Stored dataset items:
:::

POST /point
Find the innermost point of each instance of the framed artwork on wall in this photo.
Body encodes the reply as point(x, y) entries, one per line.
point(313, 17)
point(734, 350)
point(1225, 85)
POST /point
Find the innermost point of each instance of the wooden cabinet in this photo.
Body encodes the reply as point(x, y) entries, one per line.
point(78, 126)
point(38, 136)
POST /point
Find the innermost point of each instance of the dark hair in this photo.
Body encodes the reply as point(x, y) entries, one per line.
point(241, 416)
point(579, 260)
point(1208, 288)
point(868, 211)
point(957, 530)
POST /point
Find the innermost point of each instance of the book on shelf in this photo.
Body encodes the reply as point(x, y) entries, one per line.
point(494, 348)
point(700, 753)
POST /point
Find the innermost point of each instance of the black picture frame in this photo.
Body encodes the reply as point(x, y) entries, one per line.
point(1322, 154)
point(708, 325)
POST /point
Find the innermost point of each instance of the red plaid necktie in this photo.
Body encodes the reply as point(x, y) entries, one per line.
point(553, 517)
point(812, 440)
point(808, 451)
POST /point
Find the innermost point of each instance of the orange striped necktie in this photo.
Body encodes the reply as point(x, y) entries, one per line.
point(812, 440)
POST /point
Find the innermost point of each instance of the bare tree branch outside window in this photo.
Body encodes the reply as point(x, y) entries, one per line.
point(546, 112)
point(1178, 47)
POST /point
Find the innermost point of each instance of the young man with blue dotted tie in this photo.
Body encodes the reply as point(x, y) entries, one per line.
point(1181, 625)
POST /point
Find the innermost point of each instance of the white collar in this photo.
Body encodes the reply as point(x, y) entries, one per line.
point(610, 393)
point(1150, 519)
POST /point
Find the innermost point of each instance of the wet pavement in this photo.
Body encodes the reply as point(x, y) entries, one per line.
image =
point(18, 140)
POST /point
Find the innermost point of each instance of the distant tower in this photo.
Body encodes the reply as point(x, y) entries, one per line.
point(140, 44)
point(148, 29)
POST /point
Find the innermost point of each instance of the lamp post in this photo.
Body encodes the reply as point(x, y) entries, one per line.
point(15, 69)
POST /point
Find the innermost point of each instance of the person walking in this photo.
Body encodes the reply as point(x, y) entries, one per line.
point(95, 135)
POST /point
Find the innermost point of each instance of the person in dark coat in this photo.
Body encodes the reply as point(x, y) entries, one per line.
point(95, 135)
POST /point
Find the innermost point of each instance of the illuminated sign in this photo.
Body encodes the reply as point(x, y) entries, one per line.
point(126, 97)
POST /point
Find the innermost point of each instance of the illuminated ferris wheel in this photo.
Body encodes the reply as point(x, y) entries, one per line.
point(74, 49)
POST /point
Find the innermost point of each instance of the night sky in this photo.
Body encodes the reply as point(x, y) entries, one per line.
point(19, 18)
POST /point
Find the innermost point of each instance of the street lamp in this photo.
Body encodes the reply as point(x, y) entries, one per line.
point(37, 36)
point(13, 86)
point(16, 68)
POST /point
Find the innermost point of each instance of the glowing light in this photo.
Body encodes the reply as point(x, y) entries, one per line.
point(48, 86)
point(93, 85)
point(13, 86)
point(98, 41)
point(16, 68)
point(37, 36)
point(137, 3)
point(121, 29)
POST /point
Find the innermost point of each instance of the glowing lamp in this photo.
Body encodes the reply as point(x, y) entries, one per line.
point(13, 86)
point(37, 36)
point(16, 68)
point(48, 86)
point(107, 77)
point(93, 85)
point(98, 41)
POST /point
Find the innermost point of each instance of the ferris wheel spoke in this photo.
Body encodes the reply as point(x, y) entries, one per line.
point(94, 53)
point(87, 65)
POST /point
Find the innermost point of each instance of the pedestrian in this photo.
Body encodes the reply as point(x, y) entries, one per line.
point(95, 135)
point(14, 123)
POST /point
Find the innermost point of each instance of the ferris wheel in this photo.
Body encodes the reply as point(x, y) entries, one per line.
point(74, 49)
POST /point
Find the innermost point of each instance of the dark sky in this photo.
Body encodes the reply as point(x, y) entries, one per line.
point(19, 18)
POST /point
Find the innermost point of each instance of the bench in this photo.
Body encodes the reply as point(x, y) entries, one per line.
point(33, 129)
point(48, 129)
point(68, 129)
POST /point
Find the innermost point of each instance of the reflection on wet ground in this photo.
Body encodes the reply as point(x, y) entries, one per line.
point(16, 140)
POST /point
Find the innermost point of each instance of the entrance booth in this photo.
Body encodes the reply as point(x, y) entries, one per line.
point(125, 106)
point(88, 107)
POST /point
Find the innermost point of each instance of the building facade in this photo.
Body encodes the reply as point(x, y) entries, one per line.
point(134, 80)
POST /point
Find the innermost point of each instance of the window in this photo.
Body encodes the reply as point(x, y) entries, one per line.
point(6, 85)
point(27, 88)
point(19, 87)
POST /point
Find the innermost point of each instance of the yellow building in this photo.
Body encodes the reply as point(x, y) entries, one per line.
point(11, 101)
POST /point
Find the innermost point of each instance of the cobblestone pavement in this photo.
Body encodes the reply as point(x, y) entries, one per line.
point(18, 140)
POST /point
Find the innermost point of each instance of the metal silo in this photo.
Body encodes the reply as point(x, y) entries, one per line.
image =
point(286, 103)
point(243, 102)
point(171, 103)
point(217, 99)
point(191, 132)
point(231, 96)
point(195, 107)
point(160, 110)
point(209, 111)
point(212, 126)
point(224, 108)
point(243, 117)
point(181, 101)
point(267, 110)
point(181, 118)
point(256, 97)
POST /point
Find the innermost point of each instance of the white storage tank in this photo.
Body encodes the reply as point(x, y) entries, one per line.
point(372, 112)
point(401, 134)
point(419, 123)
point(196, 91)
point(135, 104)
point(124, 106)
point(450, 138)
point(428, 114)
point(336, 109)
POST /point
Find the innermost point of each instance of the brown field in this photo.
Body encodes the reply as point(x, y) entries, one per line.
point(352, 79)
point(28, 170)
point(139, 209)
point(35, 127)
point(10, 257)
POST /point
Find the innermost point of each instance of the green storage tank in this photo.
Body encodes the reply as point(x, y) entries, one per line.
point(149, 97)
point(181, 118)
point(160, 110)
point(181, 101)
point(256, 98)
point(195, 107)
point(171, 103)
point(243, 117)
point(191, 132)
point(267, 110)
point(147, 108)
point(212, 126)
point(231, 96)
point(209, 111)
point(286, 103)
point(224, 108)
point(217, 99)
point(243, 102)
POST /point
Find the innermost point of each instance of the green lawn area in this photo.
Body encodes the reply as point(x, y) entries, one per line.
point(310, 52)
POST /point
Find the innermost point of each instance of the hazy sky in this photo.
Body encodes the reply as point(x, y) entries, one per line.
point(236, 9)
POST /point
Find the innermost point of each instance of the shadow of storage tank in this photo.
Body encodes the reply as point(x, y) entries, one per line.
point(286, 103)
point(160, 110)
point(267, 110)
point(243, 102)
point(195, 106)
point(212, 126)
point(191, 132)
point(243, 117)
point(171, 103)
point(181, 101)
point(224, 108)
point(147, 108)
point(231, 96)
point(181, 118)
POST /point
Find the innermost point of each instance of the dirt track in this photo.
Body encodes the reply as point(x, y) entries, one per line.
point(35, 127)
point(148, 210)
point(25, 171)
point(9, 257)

:::

What is expected: Reproduce all of the items above word for word, keeping every line in its original order.

Output below:
POST /point
Find the innermost point of each instance of the framed artwork on wall in this photo.
Body encodes the reply as point(x, y) entries, one per line.
point(313, 17)
point(734, 350)
point(1225, 85)
POST /point
Find the innermost point of each instance of the wooden cabinet in this photo.
Body encodes the reply as point(x, y) entries, one per line.
point(78, 126)
point(38, 136)
POST /point
Find the innermost point of each instance of the dark hair in this photo.
Body encodes the reply as point(x, y) entries, one per line.
point(241, 416)
point(579, 260)
point(1208, 288)
point(868, 211)
point(957, 530)
POST /point
Find the innermost point of each instance of the book on shelf in this photo.
Body encodes the reply as point(x, y) entries, one per line.
point(494, 348)
point(700, 753)
POST /point
Find the innermost point of each instance of the black picture frame in this photo.
Body encodes the reply as point(x, y) entries, one per line.
point(1322, 154)
point(708, 325)
POST /point
Find the innermost point of each instance of the red plaid necktie in this photo.
Body encodes the reply as point(x, y) entries, one per line.
point(553, 517)
point(812, 440)
point(808, 451)
POST /point
Find the innermost point of each instance of the orange striped necktie in this photo.
Body encodes the reply as point(x, y) entries, one per line.
point(812, 440)
POST /point
Find the innermost point of each instance of the bare tree branch outside window in this photo.
Body encodes the reply as point(x, y) entries, one per line.
point(546, 112)
point(1178, 47)
POST /point
Find the innermost point of each instance of the young man with blue dotted tie in this photo.
Body encodes the reply as point(x, y) entries, one per line.
point(1181, 625)
POST /point
Find the innermost point of each instance of the white collar in this photo.
Body encodes the reply as point(x, y) entries, one per line.
point(610, 393)
point(1150, 519)
POST /point
Find the innermost point of each instance of the wet pavement in this photo.
Body encodes the reply as point(x, y) entries, one per line.
image =
point(18, 140)
POST /point
Find the innermost point of each instance of the distant tower in this photo.
Body encodes the reply as point(x, y) entries, one per line.
point(140, 44)
point(148, 29)
POST /point
Find the innermost point of each instance of the lamp post in this photo.
Body encodes the reply as point(x, y) entries, one per line.
point(15, 69)
POST /point
Find the innermost point of each instance of the person walking in this photo.
Body encodes the reply as point(x, y) entries, one per line.
point(95, 135)
POST /point
Find the innermost point of each instance of the person in dark coat in this photo.
Body encodes the reply as point(x, y) entries, one per line.
point(95, 135)
POST /point
Find the innermost point of each instance of the illuminated sign in this photo.
Body encodes the reply as point(x, y) entries, one per line.
point(126, 97)
POST /point
Find the innermost point of each instance of the illuminated ferris wheel in this photo.
Body encodes the reply as point(x, y) entries, one per line.
point(74, 49)
POST /point
Find the innermost point of each instance of the night sky in this photo.
Body encodes the reply as point(x, y) entries, one per line.
point(19, 18)
POST /point
Find the innermost point of each instance of the street lamp in this photo.
Body encodes the reply as point(x, y) entries, one per line.
point(37, 36)
point(13, 86)
point(16, 68)
POST /point
Find the innermost point of each instance of the glowing light in this photo.
Body encodes the reply as point(x, y) entries, one per line.
point(48, 86)
point(93, 85)
point(13, 86)
point(98, 41)
point(16, 68)
point(37, 36)
point(137, 3)
point(121, 29)
POST /point
Find the innermost point of each instance of the glowing lamp in this photo.
Body encodes the reply as point(x, y) entries, one per line.
point(13, 86)
point(37, 36)
point(16, 68)
point(48, 86)
point(107, 77)
point(93, 85)
point(98, 41)
POST /point
Find the innermost point of each instance of the ferris wheel spoke in this photo.
Body encodes the reply as point(x, y) entries, one per line.
point(94, 53)
point(87, 65)
POST /point
Find the innermost point of each instance of the pedestrian in this photo.
Body encodes the reply as point(x, y) entries, one per line.
point(95, 135)
point(14, 123)
POST /point
Find the innermost point of each instance of the ferris wheel in this photo.
Body encodes the reply as point(x, y) entries, one per line.
point(74, 49)
POST /point
Find the innermost point of each instance of the dark sky in this photo.
Body encodes the reply as point(x, y) entries, one per line.
point(19, 18)
POST /point
Find the innermost point of each instance of the bench in this photo.
Body encodes the reply as point(x, y) entries, one per line.
point(33, 129)
point(48, 129)
point(68, 129)
POST /point
Find the innermost point of each instance of the reflection on wet ground in this photo.
Body encodes the reply as point(x, y) entries, one per line.
point(16, 140)
POST /point
Find the innermost point of each instance of the entrance booth in this photo.
Body encodes the reply as point(x, y) entries, one per line.
point(125, 106)
point(88, 107)
POST /point
Find the innermost point of each instance of the building facade in this photo.
Body encodes the reply as point(x, y) entries, one per line.
point(134, 80)
POST /point
Find the innermost point of each instance of the window in this photo.
Body encodes the reply as point(x, y) entries, one per line.
point(6, 85)
point(27, 88)
point(19, 87)
POST /point
Find the innermost point of each instance of the yellow building in this photo.
Body encodes the reply as point(x, y) entries, one per line.
point(11, 101)
POST /point
Find the innermost point of each instance of the cobblestone pavement in this photo.
Body encodes the reply as point(x, y) entries, one per line.
point(18, 140)
POST /point
Find the innermost point of each instance of the metal silo in this photo.
Body encodes the reply as point(x, y) entries, one per line.
image =
point(286, 103)
point(243, 102)
point(171, 103)
point(217, 99)
point(191, 132)
point(231, 96)
point(195, 107)
point(160, 110)
point(209, 111)
point(212, 126)
point(224, 108)
point(243, 117)
point(181, 101)
point(267, 110)
point(181, 118)
point(256, 97)
POST /point
Find the innermost point of each instance of the white storage tank in this photo.
Body encodes the reply as point(x, y) entries, one per line.
point(372, 112)
point(401, 134)
point(419, 123)
point(196, 91)
point(135, 104)
point(124, 106)
point(450, 138)
point(428, 114)
point(336, 109)
POST /point
Find the innermost point of each instance of the brown field in this photo.
Body encodes the reply as point(x, y) entries, one per line.
point(352, 79)
point(28, 170)
point(139, 209)
point(35, 127)
point(10, 257)
POST /point
Find the innermost point of each instance of the green storage tank in this photo.
Body encodes the reply as point(x, y) entries, one per line.
point(149, 97)
point(181, 118)
point(160, 110)
point(181, 101)
point(256, 98)
point(195, 107)
point(171, 103)
point(243, 117)
point(191, 132)
point(267, 110)
point(147, 108)
point(212, 126)
point(231, 96)
point(209, 111)
point(286, 103)
point(224, 108)
point(217, 99)
point(243, 102)
POST /point
Find the innermost point of each instance of the green lawn area in this photo.
Body encodes the reply as point(x, y) entries, one per line.
point(310, 52)
POST /point
Find the innermost point of each instance of the hazy sky in this photo.
Body encodes the reply as point(x, y) entries, one per line.
point(236, 9)
POST /point
Find the innermost point of each instance of the shadow of storage tank in this photo.
Body encodes the reply as point(x, y) entries, one per line.
point(286, 103)
point(160, 110)
point(267, 110)
point(243, 102)
point(195, 106)
point(212, 126)
point(191, 132)
point(243, 117)
point(171, 103)
point(181, 101)
point(224, 108)
point(147, 108)
point(231, 96)
point(181, 118)
POST /point
Find the innermost point of each instance of the dirt track in this photo.
Body encodes the reply as point(x, y) entries, one per line.
point(35, 127)
point(148, 210)
point(25, 171)
point(9, 257)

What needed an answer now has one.